◆ Task prompt ◆
Please copy each line below that contains the word "instance".

◆ Task data ◆
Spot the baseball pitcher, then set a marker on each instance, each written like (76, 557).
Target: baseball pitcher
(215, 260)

---

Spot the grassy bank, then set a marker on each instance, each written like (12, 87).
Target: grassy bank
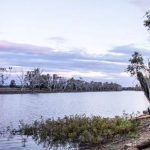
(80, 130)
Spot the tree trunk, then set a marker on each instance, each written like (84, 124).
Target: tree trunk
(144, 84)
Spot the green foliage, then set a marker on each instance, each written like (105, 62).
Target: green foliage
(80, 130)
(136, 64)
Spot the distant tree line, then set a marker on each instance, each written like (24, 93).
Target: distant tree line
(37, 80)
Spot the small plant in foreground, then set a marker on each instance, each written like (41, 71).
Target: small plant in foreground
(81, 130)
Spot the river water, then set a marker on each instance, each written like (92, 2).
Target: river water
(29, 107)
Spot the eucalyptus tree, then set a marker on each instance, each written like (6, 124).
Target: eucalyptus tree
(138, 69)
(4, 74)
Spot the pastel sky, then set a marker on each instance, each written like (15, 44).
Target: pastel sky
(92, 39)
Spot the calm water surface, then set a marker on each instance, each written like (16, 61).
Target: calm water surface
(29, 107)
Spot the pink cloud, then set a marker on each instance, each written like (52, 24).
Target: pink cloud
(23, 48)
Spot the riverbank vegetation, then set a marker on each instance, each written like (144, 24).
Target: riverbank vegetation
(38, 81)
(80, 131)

◆ Response ◆
Spot the baseball pitcher, then set a marker on each instance, each written like (76, 557).
Spot the grassy bank, then set a marker on each instance, each written like (12, 87).
Spot the tree trunk, then set a marker on each instance, each written like (84, 124).
Spot the green foliage, then set a marker on each instance, each written like (105, 62).
Spot the distant tree line, then set a marker on each instance, each written like (24, 93).
Spot the small plant in foreground, then set a marker on each instance, each written like (41, 71).
Spot the river water, then set a marker on each instance, each written like (92, 2).
Spot the eucalyptus tree, then set a marker on each instance, each written like (6, 124).
Spot the pastel sky, then set a marker on each instance, each written like (15, 44).
Spot the calm water surface, then set a marker on each instance, each written like (16, 61).
Spot the pink cloud, then set a marker on each instance, each written like (52, 24).
Spot the riverbank vegetation, then set a marker on each instance, each written like (144, 24).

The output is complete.